[Opening Text under study section]

After Kyre College, Rishbeth studied Classics at the University of Adelaide, obtaining a first-class honors BA in Classics in November 1909.

While in Adelaide, Rishbeth taught at Adelaide High School during 1910. He obtained a Rhodes Scholarship to the University of Oxford, where he studied classics and geography at Merton College. At Oxford, he was "made an honorary Post-Master (i.e., scholar) of his college," a position that "ranks as one of some prominence in the college and college life of Oxford", and was elected to the Jowett Society, a philosophical discussion forum. At Oxford he may have attended lectures by archeologist John Myres, then the Wykeham Professor of Ancient History.

He had intended to continue studying for a PhD in Germany, but could not as a result of World War 1.

==Military service==
During World War 1, Rishbeth served as an intelligence officer in Diplomatic Corps of the British Army, anglicizing his name to Rishbeth. He was posted to the Aegean Sea and was "involved in operations in and around the Dodecanese". Having studied Greek at Adelaide, during the war he was "a member of the British delegation which went to Athens to endeavor to induce King Constantine to join with the allies". As a result, in 1918 he was awarded the order of the Knight of the Savior of the Greek Nation, "in recognition of his services there".

The war provided Rishbeth's introduction to geography and his move away from classics. Rishbeth had been involved in the Geographical Section of the Naval Intelligence Division of the Admiralty, writing "geographical handbooks on various parts of the world". Variants of these handbooks were also used in World War 2.

[Closing Text under study section]
[Opening Supplied entries section]

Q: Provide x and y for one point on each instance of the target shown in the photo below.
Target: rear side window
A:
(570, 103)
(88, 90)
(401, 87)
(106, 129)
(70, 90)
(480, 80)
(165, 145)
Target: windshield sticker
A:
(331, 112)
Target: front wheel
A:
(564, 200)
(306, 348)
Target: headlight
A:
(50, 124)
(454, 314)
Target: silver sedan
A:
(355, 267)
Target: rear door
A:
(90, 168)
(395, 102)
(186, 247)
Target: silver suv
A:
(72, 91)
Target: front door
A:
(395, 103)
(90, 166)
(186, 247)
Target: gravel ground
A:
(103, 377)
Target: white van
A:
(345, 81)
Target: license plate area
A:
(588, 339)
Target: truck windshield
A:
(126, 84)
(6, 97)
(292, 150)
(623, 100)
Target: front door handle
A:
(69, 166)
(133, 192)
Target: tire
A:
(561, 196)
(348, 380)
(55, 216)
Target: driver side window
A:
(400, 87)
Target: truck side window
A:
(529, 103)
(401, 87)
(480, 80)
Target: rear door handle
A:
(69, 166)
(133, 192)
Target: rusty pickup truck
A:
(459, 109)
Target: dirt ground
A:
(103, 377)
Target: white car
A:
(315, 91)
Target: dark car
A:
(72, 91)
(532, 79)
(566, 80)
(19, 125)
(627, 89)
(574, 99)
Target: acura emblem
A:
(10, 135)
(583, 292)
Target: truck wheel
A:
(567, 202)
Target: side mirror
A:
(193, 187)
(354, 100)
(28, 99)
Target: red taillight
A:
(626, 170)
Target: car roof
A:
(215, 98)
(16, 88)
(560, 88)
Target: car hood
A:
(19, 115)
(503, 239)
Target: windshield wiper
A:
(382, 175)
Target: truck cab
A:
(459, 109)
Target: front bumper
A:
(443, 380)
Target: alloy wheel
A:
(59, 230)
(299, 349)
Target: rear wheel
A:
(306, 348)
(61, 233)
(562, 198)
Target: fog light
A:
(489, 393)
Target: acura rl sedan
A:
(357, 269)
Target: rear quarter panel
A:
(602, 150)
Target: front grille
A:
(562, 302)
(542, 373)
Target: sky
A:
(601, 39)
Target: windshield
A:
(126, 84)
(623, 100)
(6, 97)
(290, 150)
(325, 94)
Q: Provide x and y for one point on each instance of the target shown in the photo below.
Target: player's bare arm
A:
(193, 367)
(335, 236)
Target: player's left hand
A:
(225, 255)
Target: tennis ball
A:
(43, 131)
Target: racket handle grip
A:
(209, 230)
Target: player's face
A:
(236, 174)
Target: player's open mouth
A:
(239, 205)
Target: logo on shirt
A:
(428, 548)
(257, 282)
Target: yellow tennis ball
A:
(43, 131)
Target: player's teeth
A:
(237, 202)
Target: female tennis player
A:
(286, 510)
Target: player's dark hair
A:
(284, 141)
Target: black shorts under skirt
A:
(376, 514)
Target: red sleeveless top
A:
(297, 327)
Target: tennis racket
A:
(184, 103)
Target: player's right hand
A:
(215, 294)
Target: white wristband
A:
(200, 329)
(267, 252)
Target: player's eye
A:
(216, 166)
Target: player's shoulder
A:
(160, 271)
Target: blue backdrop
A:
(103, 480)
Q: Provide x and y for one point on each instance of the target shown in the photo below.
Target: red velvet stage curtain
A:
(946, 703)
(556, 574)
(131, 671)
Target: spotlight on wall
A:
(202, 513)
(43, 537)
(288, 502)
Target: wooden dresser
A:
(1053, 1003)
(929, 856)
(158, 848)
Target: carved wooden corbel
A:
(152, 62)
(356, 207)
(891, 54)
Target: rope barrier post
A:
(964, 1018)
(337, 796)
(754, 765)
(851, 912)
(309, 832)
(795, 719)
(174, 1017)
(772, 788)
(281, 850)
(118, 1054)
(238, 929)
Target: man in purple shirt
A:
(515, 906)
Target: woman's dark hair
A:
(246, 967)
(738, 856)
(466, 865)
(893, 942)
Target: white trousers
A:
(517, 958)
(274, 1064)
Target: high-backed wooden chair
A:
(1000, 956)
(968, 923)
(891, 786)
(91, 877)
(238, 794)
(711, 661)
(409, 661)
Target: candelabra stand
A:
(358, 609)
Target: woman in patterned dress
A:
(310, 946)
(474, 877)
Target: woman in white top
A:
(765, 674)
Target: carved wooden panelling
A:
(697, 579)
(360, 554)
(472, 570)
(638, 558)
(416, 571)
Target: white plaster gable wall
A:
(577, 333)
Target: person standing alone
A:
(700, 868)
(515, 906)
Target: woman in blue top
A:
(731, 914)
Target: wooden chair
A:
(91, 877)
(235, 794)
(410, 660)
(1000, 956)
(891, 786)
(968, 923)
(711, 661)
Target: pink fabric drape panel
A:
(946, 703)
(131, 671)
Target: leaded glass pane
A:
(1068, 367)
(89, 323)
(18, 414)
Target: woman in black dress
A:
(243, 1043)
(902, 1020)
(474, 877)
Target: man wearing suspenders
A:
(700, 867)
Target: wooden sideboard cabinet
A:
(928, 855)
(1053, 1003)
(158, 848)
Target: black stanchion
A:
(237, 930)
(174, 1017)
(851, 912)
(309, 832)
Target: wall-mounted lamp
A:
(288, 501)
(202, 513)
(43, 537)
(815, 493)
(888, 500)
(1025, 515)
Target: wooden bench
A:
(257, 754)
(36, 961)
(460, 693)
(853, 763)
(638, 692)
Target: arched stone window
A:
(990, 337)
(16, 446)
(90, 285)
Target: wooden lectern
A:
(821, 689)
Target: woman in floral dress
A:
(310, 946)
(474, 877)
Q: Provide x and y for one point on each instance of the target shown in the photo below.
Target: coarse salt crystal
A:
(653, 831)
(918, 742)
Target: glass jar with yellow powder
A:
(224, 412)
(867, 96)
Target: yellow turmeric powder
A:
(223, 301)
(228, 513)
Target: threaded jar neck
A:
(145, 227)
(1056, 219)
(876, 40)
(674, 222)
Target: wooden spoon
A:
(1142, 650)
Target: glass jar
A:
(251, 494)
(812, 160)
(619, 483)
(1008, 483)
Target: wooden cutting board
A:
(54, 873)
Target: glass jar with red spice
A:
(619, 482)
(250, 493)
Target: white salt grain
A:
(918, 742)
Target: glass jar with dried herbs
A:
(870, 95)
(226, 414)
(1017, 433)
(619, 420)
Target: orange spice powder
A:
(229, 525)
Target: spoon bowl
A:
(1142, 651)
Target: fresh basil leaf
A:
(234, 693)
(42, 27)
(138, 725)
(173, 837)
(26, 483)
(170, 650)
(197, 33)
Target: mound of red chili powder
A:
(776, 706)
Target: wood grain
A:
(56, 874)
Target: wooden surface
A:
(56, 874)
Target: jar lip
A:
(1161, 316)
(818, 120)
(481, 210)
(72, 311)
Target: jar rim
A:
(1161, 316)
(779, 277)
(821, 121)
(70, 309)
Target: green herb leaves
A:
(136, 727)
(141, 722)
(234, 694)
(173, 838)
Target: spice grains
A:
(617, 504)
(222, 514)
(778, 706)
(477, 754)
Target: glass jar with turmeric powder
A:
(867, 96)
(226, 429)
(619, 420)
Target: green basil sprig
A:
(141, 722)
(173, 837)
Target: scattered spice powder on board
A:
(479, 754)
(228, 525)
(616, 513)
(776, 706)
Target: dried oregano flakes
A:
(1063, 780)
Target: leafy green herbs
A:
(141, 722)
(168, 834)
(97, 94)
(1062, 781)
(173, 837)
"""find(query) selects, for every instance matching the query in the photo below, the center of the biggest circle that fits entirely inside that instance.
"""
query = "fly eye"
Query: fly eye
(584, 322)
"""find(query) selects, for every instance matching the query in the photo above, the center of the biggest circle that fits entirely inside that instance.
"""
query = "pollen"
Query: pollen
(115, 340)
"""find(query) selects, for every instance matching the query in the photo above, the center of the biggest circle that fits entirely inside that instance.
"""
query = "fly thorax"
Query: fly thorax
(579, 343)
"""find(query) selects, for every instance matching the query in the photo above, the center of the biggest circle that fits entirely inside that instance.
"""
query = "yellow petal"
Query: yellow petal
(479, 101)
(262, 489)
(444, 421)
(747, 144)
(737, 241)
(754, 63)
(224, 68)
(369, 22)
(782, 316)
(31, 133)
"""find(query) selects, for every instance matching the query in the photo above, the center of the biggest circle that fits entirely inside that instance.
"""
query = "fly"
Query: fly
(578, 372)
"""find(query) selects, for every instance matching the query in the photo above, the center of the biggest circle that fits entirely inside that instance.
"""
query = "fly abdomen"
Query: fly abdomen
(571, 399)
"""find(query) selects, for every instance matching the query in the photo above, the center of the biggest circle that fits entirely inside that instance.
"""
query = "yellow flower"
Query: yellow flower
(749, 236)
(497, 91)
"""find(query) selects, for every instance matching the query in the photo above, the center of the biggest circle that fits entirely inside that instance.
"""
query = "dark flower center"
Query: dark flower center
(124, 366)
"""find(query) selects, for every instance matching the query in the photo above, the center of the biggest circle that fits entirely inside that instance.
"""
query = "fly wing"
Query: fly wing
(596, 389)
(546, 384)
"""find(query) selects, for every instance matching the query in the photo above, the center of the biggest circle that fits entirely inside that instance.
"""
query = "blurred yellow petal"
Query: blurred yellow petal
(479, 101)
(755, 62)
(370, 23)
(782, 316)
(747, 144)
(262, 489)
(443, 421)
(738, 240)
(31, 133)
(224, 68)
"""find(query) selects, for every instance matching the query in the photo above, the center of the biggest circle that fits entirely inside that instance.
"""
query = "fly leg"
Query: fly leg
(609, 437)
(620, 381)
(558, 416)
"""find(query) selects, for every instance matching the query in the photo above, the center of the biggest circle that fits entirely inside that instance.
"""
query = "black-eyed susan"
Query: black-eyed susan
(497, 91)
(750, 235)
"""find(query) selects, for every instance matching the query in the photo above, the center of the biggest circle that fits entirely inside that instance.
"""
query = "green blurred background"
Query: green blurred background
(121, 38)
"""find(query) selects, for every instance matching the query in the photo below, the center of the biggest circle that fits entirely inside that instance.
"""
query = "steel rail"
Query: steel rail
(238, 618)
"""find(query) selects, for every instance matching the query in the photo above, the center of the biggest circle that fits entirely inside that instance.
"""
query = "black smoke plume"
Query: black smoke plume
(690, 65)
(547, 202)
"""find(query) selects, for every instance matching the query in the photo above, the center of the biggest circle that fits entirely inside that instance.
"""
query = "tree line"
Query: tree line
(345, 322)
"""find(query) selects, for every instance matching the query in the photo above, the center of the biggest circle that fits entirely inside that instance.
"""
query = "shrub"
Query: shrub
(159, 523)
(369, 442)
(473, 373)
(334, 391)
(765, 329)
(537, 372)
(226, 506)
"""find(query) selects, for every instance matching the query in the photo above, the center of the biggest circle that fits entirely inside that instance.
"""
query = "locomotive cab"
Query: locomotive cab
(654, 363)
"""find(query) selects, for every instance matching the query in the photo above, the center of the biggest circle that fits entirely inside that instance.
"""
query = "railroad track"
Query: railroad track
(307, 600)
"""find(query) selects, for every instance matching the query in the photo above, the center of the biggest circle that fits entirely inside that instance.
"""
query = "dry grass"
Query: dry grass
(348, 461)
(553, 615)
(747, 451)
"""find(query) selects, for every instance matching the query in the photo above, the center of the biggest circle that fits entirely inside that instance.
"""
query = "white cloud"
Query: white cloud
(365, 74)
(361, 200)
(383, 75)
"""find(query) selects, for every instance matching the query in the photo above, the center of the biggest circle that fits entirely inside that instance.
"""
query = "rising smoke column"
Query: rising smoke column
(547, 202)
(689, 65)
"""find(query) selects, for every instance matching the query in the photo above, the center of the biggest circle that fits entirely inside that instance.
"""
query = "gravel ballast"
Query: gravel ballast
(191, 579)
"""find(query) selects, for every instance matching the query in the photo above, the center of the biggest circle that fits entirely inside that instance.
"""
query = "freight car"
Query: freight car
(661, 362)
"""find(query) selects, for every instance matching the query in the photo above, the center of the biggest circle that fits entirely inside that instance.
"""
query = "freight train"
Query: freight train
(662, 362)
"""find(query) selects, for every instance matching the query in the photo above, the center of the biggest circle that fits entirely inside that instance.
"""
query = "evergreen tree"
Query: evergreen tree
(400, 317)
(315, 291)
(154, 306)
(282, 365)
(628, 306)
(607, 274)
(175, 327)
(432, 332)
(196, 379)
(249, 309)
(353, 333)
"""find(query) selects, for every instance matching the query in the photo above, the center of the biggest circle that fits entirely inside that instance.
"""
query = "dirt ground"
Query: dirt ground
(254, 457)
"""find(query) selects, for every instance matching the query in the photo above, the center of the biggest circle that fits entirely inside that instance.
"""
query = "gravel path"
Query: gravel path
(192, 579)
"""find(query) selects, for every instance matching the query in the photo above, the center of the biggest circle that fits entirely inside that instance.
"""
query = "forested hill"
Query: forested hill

[Closing Supplied entries section]

What the task asks:
Transcribe the part of the Rishbeth text above starting with "While in Adelaide, Rishbeth" and going on through "World War 1.".

Exercise response:
While in Adelaide, Rishbeth taught at Adelaide High School during 1910. He obtained a Rhodes Scholarship to the University of Oxford, where he studied classics and geography at Merton College. At Oxford, he was "made an honorary Post-Master (i.e., scholar) of his college," a position that "ranks as one of some prominence in the college and college life of Oxford", and was elected to the Jowett Society, a philosophical discussion forum. At Oxford he may have attended lectures by archeologist John Myres, then the Wykeham Professor of Ancient History.

He had intended to continue studying for a PhD in Germany, but could not as a result of World War 1.